What needs to be done =>
Transcribe, exactly and in full, every line from the one including "Category: dog's eye" to the end of the listing.

Excerpted records =>
++++++++++
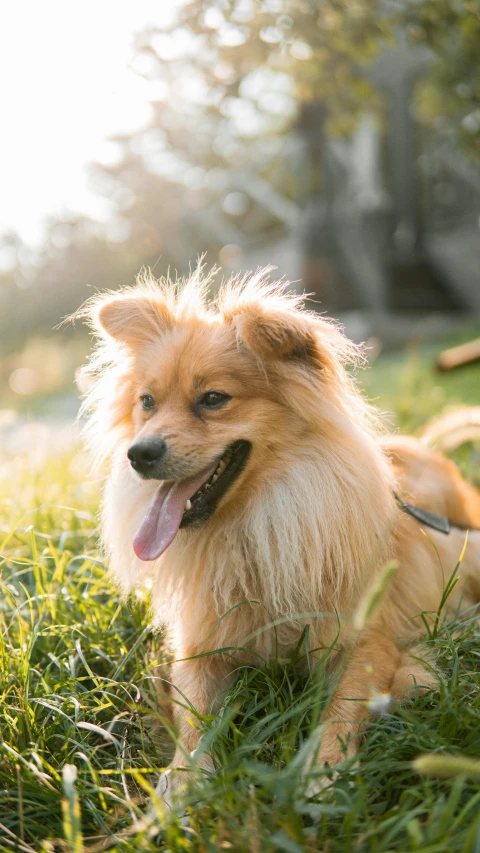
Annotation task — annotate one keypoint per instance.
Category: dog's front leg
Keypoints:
(196, 683)
(367, 682)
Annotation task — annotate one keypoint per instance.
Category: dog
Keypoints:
(250, 483)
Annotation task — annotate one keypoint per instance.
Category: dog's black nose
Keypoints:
(145, 454)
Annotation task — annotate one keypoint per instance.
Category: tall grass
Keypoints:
(83, 738)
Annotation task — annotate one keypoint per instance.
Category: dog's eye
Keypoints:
(213, 399)
(148, 403)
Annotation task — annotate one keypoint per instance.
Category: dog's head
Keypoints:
(213, 400)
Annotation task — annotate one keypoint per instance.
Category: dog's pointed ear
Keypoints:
(132, 319)
(273, 333)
++++++++++
Solved problem =>
Category: dog's eye
Keypoints:
(213, 399)
(148, 403)
Annotation task — annotate one keypoint per instance.
Category: dog's head
Keypoints:
(213, 400)
Annotation task — annotate one keypoint per instance.
Category: dog's pointed ear
Keypoints:
(132, 319)
(273, 333)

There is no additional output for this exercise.